* _REQUIRED TASKS_:
A: Using the methods excerpt on yeast cross-feeding and fermentation assays, answer each question in one short line:
(i) What was fitted into the 6-well plates for the cross-feeding assays?
(ii) What did the rich pre-growth medium contain, with percentages?
(iii) How was fermentation followed in the molasses-medium flasks, and until when?
B: Pick up the methods excerpt on yeast cross-feeding and fermentation assays where it stops, and continue it in the same technical style.

Assays for measuring cross-feeding between yeast and L. fermentum cells were carried out in 6-well plates equipped with ThinCert cell culture inserts (Greiner -657,640), as previously described16.

Fermentation efficiency assay

Yeast cells were first pre-grown in a standard rich medium containing glucose (10%), bactopeptone (2%), and yeast extract (1%). Flasks filled with 60 ml nonsterile sugarcane-molasses-based medium were then inoculated (5106 cells/ml) and incubated at 30 °C with shaking. Weight loss of the flasks due to CO2 production was monitored until it became negligible.

* _DATASET ENTRIES_:
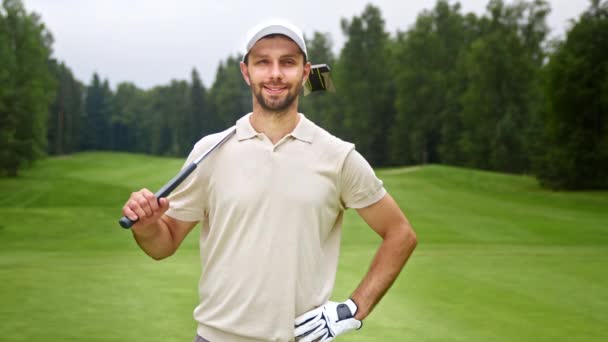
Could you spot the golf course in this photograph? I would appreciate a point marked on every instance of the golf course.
(499, 258)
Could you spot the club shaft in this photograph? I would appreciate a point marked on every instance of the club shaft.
(126, 222)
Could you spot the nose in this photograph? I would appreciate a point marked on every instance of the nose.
(275, 71)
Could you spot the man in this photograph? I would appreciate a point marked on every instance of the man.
(271, 201)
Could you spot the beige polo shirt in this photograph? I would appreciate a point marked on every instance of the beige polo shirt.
(271, 223)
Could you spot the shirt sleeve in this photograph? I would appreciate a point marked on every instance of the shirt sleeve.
(359, 186)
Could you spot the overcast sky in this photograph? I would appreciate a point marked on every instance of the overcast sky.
(150, 42)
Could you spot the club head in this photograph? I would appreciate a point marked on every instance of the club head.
(319, 79)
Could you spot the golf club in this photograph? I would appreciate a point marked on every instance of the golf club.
(126, 222)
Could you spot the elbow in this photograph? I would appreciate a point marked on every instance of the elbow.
(160, 256)
(410, 239)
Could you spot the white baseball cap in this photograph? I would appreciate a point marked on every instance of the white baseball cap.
(275, 26)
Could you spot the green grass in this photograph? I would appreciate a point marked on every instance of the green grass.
(499, 259)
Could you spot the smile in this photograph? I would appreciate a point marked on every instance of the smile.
(274, 90)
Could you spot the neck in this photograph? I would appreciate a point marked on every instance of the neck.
(274, 125)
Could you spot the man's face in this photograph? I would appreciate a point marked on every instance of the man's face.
(275, 71)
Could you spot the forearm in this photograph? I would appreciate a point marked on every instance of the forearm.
(395, 250)
(155, 239)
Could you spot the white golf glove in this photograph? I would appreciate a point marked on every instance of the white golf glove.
(326, 322)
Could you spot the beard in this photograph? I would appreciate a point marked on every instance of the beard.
(276, 104)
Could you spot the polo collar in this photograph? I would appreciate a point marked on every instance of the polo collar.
(304, 131)
(244, 130)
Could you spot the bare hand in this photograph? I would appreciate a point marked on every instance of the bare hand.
(144, 207)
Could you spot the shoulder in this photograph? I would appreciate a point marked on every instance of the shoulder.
(208, 141)
(327, 143)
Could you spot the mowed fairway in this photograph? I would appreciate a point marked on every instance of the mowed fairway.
(499, 259)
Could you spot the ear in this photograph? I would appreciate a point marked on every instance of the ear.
(245, 72)
(306, 72)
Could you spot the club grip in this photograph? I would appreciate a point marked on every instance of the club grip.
(126, 222)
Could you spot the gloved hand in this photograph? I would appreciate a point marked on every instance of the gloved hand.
(326, 322)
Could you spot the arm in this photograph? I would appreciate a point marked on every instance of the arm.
(157, 234)
(399, 240)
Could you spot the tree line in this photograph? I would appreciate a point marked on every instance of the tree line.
(489, 91)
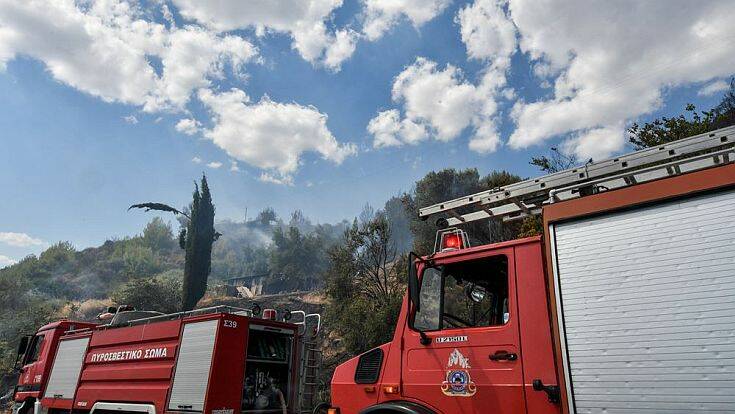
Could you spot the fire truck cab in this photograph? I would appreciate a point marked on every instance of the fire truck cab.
(219, 360)
(623, 305)
(481, 308)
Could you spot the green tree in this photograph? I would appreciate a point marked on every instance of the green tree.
(200, 236)
(296, 260)
(663, 130)
(365, 283)
(196, 239)
(157, 294)
(554, 162)
(158, 236)
(448, 184)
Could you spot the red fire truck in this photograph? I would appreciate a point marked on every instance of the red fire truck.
(219, 360)
(625, 304)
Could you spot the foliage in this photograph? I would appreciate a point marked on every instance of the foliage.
(200, 235)
(296, 260)
(157, 207)
(664, 129)
(158, 235)
(158, 294)
(365, 285)
(448, 184)
(196, 238)
(139, 260)
(556, 161)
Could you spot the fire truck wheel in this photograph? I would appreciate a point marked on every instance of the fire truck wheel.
(397, 407)
(321, 408)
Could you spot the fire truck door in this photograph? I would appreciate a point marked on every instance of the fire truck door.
(469, 359)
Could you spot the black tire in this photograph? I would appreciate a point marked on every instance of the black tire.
(321, 408)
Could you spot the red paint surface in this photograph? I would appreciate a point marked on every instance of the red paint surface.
(127, 375)
(502, 386)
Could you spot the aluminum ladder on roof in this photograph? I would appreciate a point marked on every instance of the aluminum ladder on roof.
(526, 197)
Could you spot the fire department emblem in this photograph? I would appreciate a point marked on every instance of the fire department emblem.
(458, 382)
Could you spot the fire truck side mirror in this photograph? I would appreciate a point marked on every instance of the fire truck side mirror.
(413, 281)
(23, 344)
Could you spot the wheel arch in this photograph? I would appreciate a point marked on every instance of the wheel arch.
(398, 407)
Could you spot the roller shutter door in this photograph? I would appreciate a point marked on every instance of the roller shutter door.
(192, 366)
(648, 305)
(68, 362)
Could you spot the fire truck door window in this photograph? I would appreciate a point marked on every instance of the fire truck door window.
(34, 350)
(464, 295)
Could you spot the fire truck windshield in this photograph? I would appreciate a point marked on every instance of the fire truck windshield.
(463, 295)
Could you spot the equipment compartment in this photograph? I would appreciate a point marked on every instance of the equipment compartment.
(267, 371)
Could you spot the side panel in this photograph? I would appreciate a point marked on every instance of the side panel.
(647, 298)
(67, 366)
(193, 366)
(131, 364)
(228, 365)
(535, 327)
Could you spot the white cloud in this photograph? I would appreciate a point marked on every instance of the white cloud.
(188, 126)
(382, 15)
(6, 261)
(304, 20)
(270, 135)
(713, 88)
(487, 32)
(273, 179)
(19, 239)
(104, 48)
(341, 49)
(441, 103)
(605, 78)
(596, 143)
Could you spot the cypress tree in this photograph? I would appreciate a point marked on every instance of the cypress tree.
(199, 239)
(196, 239)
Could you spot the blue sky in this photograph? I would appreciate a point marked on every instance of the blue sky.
(365, 97)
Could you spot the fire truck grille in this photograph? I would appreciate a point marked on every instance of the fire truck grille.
(368, 367)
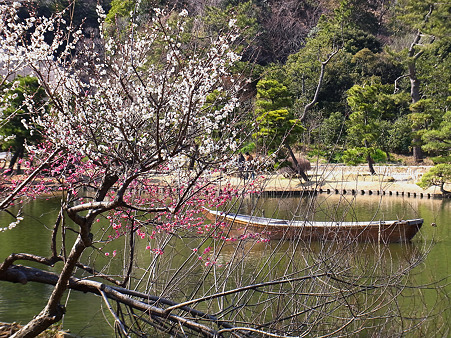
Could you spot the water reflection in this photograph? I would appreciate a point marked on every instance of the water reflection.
(85, 313)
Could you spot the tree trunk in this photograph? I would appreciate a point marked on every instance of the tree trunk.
(53, 311)
(297, 167)
(415, 94)
(370, 161)
(17, 154)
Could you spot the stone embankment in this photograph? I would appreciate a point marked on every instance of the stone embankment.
(339, 179)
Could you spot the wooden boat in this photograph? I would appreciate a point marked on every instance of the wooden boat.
(272, 228)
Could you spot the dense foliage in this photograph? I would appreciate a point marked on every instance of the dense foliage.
(145, 105)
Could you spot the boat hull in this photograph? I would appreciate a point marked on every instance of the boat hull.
(383, 232)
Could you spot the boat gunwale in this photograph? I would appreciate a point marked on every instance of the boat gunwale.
(275, 222)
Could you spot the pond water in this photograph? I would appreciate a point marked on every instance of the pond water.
(85, 315)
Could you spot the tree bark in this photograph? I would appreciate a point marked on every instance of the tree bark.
(297, 167)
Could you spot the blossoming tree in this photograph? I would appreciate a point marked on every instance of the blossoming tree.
(136, 136)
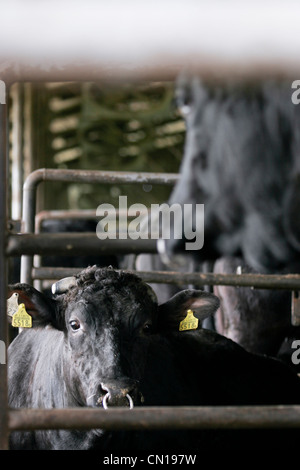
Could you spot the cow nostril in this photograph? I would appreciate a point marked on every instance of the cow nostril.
(117, 401)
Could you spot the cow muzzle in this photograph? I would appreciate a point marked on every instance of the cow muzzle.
(113, 393)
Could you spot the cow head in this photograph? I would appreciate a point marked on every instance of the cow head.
(108, 318)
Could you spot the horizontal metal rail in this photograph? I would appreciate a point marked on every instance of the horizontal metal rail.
(204, 417)
(74, 244)
(258, 281)
(72, 176)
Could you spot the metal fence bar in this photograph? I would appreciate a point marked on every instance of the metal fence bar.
(204, 417)
(257, 281)
(3, 280)
(73, 244)
(77, 176)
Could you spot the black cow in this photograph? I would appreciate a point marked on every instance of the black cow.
(106, 342)
(242, 161)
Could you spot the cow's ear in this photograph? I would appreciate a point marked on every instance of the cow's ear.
(171, 313)
(41, 308)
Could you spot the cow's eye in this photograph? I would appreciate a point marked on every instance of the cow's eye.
(147, 328)
(75, 324)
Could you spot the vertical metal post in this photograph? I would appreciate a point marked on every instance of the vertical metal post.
(3, 277)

* _NUMBERED RESPONSES_:
A:
(i) ThinCert cell culture inserts.
(ii) Glucose (10%), bactopeptone (2%) and yeast extract (1%).
(iii) By tracking the flasks' weight loss from CO2 production, until that loss became negligible.

B:
Analysis of organic acids and ethanol in culture media

Production of lactic acid and acetic acid was assayed by High Performance Liquid Chromatography (HPLC) with the LCM1 Waters Chromatographic chain (600 Pump, 2487 Absorbance Detector and Degasser, 717 Plus Autosampler) and a column (Aminex HPX-87H, Biorad) thermoregulated at 65 °C. Ethanol production was assayed by headspace Gas Chromatography (GC), with Perkin-Elmer 8000 series 2 GC instrumentation, and HS-40 Automatic Injector, and an Agilent CP- WAX 52 CB WCOT FS 50 mm × 0,32 mm column. The results are given in % ethanol v/v.